## EXERCISE BRIEF
Reproduce every one of the lines below word for word, leaving the pictures out.

(Collected data entries)
•••

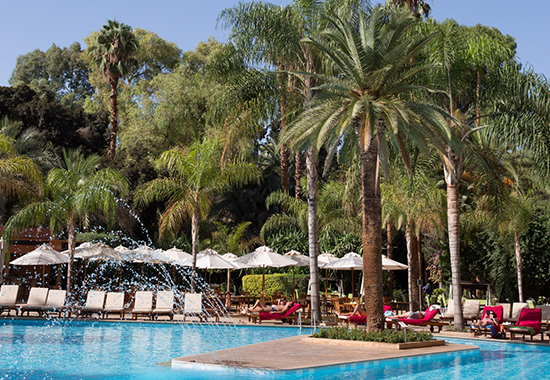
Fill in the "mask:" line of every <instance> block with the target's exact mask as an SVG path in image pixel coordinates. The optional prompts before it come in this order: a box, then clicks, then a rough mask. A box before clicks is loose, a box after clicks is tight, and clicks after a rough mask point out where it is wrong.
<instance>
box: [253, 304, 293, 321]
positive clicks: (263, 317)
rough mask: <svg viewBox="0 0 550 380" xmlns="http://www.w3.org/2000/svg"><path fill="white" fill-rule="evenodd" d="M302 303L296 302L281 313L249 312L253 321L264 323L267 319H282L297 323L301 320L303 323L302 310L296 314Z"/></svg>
mask: <svg viewBox="0 0 550 380" xmlns="http://www.w3.org/2000/svg"><path fill="white" fill-rule="evenodd" d="M301 307H302V305H300V304H299V303H295V304H294V305H292V306H291V307H290V309H288V310H287V311H286V312H285V313H284V314H281V313H273V314H272V313H249V314H248V317H249V319H250V320H252V322H254V323H258V324H262V321H266V320H276V319H280V320H282V321H283V323H284V322H288V323H289V324H291V323H293V322H294V323H296V322H297V321H300V323H301V314H300V312H299V313H298V314H294V312H296V311H297V310H298V309H300V308H301Z"/></svg>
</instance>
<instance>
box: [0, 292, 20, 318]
mask: <svg viewBox="0 0 550 380" xmlns="http://www.w3.org/2000/svg"><path fill="white" fill-rule="evenodd" d="M18 292H19V285H2V287H1V288H0V314H2V313H3V312H4V310H6V311H7V312H8V315H10V313H11V311H12V310H17V307H16V303H17V293H18ZM16 313H17V311H16Z"/></svg>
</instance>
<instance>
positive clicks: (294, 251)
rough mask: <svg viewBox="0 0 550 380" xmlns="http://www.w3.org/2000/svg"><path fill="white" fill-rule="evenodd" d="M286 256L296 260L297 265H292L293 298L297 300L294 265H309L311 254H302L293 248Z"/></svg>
mask: <svg viewBox="0 0 550 380" xmlns="http://www.w3.org/2000/svg"><path fill="white" fill-rule="evenodd" d="M285 256H286V257H290V258H291V259H292V260H294V261H296V263H297V264H296V265H294V266H293V267H292V300H294V301H295V300H296V280H295V278H294V267H307V266H309V256H305V255H302V254H301V253H300V252H298V251H295V250H291V251H288V252H287V253H285Z"/></svg>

•••

## ANSWER TO THE EXERCISE
Fill in the "mask:" line of every <instance> block with the target's exact mask as an SVG path in image pixel coordinates. The optional prompts before it come in this order: a box, then clicks, then a rough mask. A box before clicks is loose, a box after clicks is tight, and clicks after a rough mask point out where it is wrong.
<instance>
box: [253, 304, 293, 321]
positive clicks: (263, 317)
rough mask: <svg viewBox="0 0 550 380" xmlns="http://www.w3.org/2000/svg"><path fill="white" fill-rule="evenodd" d="M302 303L296 302L281 313L249 312L253 321L264 323L267 319H282L297 323L301 320L303 323L302 310L296 314Z"/></svg>
mask: <svg viewBox="0 0 550 380" xmlns="http://www.w3.org/2000/svg"><path fill="white" fill-rule="evenodd" d="M301 307H302V305H300V304H299V303H295V304H294V305H292V306H291V307H290V309H288V310H287V311H286V312H285V313H284V314H281V313H273V314H272V313H249V314H248V317H249V319H250V320H252V322H254V323H258V324H262V321H266V320H276V319H280V320H282V321H283V323H284V322H288V323H289V324H291V323H293V322H294V323H296V322H297V321H300V323H301V314H300V312H299V313H298V314H294V312H296V311H297V310H298V309H300V308H301Z"/></svg>
</instance>
<instance>
box: [0, 292, 20, 318]
mask: <svg viewBox="0 0 550 380" xmlns="http://www.w3.org/2000/svg"><path fill="white" fill-rule="evenodd" d="M18 292H19V285H2V287H1V288H0V314H2V313H3V312H4V310H6V311H7V312H8V315H10V313H11V311H12V310H17V307H16V303H17V293H18ZM16 313H17V311H16Z"/></svg>
</instance>
<instance>
positive clicks: (294, 251)
rough mask: <svg viewBox="0 0 550 380" xmlns="http://www.w3.org/2000/svg"><path fill="white" fill-rule="evenodd" d="M286 256L296 260L297 265H292L293 298L297 300L294 265H309L311 254H302L293 248Z"/></svg>
mask: <svg viewBox="0 0 550 380" xmlns="http://www.w3.org/2000/svg"><path fill="white" fill-rule="evenodd" d="M285 256H286V257H290V258H291V259H292V260H294V261H296V263H297V264H296V265H294V266H293V267H292V300H294V301H295V300H296V280H295V278H294V267H307V266H309V256H305V255H302V254H301V253H300V252H298V251H295V250H291V251H288V252H287V253H285Z"/></svg>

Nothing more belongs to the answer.